[begin EXTRACTED TEXT]
While the R2R NHRP mechanism is mostly constrained to the routers
within a single routing domain, in certain situations the information
provided by this mechanism could be sufficient to establish shortcuts
that would span multiple domains.

Consider an example where an NHRP Request was originated within a
particular routing domain A, and the NHRP target of the Request is in
some other routing domain B. Further assume that the border routers in
both A and B participate in a single common instance of BGP. Since BGP
preserves the next hop information across an NBMA network, the routing
information available at the border routers in A would contain the next
hop IP information that may be in some other routing domain along the
path to B, perhaps even in B itself. Therefore, when a border router in
A receives the Request, the router would annotate the Request with the
next hop information that is associated with a router in some other
routing domain, thus providing the information needed to establish a
shortcut that spans multiple routing domains.

[Discussion: BGP preserves the next hop IP information, but does not
carry NBMA address information. The NBMA address information could be
either added to BGP (as another attribute), or NHRP could be used to
resolve IP address to NBMA address mapping.] [The following could be
viewed as controversial. More discussion is needed.]

While the ability of BGP to preserve the next hop information could
reduce the number of IP hops along a path, the information, by itself,
may not be sufficient to form a single IP hop across an NBMA network.
However, we could observe that once a router (e.g., a border router)
acquires a shortcut information, then as long as the router has
sufficient assurances that the information is correct, the router could
pass this information to other routers in response to NHRP Requests.
Since a border router (by definition) belongs to multiple routing
domains, passing the information through the border router from one
domain to another would be sufficient for establishing shortcuts that
span multiple routing domains.

For example, assume that a border router X within a given domain A
acquired the information needed to form a shortcut within A for a given
NHRP target (the target may be either within A or outside of A).
Further assume that X is also in some other routing domain B, and there
is a router Y in B that would like to acquire the shortcut information
for exactly the same NHRP target. If the NHRP Request originated by Y
would reach X, then when X receives the Request rather than indicating
itself as the next hop, X would use the shortcut information it already
has to specify the next hop in the Reply. Thus Y would have the
information to construct a shortcut that crosses domain's boundary.

If X would detect any changes in the information associated with the
shortcut (either due to local changes, or as a result of receiving a
Purge message), then X would reissue the NHRP Request, and also would
send a Purge message to Y. When Y would receive the Purge message from
X, Y would reissue the NHRP Request as well.

[Getting into more controversy...]

Additional complexity in handling multi-domains shortcuts arise if
routing information gets aggregated at the border routers (which
certainly happens in practice). Since BGP is the major protocol that is
used to exchange routing information across multiple routing domains,
we'll restrict our proposal to the case where the routing information
exchange across domains' boundaries is controlled by BGP.
[end EXTRACTED TEXT]
[begin EXTRACTED MATERIAL]
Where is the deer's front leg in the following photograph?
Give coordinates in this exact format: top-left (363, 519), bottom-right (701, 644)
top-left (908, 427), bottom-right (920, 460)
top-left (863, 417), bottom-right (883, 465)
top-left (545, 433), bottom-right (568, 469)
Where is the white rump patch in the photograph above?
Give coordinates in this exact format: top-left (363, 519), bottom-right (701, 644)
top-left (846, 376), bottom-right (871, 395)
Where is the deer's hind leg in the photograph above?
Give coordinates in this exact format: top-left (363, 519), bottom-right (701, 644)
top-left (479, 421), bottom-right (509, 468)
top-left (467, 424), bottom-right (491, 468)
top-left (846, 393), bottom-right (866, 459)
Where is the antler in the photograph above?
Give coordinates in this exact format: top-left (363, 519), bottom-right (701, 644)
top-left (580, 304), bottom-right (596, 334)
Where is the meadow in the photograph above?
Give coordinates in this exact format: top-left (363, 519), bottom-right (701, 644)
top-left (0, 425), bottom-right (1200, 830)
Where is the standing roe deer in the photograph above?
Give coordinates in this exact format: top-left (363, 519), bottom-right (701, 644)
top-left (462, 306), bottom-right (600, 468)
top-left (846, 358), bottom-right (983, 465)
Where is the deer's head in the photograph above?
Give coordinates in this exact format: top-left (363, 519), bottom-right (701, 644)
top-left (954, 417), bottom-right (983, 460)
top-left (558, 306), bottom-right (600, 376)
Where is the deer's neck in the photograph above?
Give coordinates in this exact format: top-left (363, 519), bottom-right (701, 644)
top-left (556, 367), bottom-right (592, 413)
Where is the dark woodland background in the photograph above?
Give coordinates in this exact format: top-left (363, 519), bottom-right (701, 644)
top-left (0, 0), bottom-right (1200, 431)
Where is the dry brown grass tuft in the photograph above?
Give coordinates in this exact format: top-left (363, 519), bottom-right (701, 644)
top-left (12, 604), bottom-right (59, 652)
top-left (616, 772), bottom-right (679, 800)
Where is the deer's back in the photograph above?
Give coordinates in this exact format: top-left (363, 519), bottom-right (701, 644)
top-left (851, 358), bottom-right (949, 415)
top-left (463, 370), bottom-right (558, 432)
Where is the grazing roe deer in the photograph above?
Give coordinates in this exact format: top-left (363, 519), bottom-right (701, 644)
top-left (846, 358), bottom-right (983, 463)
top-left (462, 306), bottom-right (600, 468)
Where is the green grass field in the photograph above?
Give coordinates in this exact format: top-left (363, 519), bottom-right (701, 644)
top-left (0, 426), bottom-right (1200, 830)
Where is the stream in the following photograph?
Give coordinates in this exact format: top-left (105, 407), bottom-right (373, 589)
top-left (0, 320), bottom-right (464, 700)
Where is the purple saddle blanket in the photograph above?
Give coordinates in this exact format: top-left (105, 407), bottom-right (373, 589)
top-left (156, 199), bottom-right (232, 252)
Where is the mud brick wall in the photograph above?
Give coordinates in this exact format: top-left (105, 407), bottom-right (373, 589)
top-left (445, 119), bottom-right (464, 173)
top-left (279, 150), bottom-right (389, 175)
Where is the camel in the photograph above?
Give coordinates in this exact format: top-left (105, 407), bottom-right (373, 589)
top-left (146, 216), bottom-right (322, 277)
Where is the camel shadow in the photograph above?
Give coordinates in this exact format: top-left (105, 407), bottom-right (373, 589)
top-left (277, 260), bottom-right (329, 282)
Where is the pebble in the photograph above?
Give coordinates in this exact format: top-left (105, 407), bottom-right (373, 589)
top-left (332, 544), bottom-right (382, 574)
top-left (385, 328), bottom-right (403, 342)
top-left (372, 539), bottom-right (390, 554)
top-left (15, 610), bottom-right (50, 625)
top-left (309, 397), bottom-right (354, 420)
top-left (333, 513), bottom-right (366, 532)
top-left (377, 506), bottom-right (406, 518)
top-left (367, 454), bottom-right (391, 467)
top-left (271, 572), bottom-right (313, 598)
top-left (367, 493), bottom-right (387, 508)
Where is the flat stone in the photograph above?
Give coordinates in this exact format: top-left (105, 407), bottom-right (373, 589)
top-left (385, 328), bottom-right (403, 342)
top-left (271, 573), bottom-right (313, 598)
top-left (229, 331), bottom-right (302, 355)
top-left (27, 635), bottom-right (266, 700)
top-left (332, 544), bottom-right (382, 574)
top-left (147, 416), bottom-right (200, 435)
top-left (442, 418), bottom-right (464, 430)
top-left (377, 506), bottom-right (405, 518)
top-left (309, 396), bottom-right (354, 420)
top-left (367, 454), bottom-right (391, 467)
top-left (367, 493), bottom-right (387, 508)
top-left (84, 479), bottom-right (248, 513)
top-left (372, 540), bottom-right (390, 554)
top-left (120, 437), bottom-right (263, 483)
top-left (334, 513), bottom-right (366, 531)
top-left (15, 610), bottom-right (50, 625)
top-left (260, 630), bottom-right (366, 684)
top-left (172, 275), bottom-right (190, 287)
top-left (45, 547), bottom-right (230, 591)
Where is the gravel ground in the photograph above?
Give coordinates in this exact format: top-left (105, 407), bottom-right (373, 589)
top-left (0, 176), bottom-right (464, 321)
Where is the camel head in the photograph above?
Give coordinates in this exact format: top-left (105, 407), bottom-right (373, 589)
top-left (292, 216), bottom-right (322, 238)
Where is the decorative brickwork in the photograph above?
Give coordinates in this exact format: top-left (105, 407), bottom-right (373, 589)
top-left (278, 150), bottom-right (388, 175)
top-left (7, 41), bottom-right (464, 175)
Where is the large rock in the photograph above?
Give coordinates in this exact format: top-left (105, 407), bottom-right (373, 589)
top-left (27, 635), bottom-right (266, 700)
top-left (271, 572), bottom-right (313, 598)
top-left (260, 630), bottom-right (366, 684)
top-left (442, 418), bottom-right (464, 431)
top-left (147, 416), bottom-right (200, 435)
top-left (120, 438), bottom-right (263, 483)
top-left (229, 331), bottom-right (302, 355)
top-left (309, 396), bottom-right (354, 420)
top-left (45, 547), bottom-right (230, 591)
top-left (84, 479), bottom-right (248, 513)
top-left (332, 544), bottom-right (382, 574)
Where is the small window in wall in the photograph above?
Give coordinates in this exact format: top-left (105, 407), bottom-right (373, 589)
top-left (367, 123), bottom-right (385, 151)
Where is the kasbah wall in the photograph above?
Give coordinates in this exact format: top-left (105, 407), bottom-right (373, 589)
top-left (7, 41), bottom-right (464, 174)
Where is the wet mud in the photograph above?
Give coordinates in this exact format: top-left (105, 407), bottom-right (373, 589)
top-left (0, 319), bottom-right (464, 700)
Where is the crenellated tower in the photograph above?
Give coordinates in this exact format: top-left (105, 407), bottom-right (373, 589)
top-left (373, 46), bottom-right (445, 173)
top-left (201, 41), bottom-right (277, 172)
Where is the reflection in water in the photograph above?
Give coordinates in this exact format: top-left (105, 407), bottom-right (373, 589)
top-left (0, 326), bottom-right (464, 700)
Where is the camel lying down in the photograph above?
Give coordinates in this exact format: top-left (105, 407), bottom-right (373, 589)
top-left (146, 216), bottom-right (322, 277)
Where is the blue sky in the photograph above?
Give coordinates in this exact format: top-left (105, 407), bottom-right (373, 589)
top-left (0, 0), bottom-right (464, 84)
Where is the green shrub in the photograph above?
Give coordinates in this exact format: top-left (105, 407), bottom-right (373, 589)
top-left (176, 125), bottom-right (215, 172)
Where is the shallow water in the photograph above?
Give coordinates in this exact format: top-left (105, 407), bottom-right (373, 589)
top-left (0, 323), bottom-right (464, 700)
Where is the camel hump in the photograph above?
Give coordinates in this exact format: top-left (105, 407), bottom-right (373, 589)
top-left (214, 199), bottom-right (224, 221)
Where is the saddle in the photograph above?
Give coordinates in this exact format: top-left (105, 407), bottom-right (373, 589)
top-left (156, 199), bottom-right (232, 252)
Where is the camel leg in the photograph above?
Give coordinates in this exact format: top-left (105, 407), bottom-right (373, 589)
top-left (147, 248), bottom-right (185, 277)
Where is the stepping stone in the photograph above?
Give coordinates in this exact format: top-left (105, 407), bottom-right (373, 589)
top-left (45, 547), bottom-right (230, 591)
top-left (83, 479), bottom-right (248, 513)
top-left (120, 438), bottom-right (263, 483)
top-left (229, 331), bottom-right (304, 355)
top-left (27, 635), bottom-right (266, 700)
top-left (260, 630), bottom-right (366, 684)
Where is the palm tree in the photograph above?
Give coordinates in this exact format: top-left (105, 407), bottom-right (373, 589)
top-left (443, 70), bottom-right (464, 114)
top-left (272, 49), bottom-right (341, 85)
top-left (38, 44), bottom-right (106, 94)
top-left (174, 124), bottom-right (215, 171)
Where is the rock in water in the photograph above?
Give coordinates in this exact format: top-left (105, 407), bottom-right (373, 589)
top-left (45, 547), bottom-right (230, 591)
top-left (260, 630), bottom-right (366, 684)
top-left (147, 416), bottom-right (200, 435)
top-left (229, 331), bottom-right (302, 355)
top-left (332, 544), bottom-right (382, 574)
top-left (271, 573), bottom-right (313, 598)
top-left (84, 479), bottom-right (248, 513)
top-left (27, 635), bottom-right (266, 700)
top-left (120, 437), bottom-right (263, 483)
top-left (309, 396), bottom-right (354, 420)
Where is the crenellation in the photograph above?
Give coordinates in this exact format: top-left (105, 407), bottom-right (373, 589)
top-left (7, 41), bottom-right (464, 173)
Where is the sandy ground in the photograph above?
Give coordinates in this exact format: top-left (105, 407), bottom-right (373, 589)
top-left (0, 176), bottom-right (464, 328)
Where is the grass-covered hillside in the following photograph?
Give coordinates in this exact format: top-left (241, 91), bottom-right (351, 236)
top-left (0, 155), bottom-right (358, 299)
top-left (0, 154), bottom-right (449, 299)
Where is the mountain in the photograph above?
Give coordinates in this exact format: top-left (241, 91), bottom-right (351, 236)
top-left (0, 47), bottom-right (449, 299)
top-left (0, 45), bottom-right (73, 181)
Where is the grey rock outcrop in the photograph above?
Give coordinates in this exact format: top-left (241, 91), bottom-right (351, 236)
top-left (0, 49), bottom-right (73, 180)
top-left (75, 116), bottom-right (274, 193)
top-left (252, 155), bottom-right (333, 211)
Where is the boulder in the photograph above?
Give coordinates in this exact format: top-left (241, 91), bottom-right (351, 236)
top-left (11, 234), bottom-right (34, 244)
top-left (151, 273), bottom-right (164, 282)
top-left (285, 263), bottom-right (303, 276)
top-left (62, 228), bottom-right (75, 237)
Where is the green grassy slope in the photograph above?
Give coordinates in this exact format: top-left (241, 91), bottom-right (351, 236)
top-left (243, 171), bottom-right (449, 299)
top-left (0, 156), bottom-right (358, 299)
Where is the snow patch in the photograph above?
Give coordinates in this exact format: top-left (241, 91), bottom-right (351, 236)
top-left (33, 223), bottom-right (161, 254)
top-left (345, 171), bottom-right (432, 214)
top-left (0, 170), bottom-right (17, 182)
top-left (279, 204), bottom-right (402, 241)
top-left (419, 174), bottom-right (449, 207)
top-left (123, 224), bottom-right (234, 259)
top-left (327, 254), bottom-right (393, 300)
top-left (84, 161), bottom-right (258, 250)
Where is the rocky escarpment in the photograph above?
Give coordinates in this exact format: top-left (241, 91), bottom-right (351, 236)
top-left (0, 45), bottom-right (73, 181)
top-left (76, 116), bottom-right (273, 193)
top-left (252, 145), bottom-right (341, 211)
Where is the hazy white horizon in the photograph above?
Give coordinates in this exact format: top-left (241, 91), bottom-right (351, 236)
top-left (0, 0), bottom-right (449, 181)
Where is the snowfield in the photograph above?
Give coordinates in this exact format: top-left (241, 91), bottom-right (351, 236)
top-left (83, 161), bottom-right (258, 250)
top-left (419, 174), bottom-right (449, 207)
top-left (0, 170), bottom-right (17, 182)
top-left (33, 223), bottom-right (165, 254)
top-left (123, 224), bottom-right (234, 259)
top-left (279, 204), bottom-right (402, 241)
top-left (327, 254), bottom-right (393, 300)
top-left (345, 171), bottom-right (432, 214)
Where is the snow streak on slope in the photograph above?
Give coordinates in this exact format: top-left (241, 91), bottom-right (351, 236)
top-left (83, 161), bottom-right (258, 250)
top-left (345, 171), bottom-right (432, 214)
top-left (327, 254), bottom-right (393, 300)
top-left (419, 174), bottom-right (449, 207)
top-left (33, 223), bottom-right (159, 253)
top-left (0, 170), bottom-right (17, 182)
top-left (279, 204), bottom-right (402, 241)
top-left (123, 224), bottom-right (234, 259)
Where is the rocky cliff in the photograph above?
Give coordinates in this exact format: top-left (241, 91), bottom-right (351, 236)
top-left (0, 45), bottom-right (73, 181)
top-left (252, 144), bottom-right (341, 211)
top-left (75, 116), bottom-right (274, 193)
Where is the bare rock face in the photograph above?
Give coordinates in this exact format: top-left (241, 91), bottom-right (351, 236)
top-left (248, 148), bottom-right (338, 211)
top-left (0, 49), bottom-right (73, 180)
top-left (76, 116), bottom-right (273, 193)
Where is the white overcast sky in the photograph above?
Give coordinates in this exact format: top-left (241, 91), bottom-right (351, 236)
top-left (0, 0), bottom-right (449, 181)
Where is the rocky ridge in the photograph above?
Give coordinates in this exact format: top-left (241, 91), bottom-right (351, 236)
[end EXTRACTED MATERIAL]
● **TASK BRIEF**: Could you update the NHRP shortcut text from "Further assume that X" up to and including "Request as well." so that "Purge message" reads "Purge packet" throughout, and give that part back?

● **FINAL RESULT**:
Further assume that X is also in some other routing domain B, and there
is a router Y in B that would like to acquire the shortcut information
for exactly the same NHRP target. If the NHRP Request originated by Y
would reach X, then when X receives the Request rather than indicating
itself as the next hop, X would use the shortcut information it already
has to specify the next hop in the Reply. Thus Y would have the
information to construct a shortcut that crosses domain's boundary.

If X would detect any changes in the information associated with the
shortcut (either due to local changes, or as a result of receiving a
Purge packet), then X would reissue the NHRP Request, and also would
send a Purge packet to Y. When Y would receive the Purge packet from
X, Y would reissue the NHRP Request as well.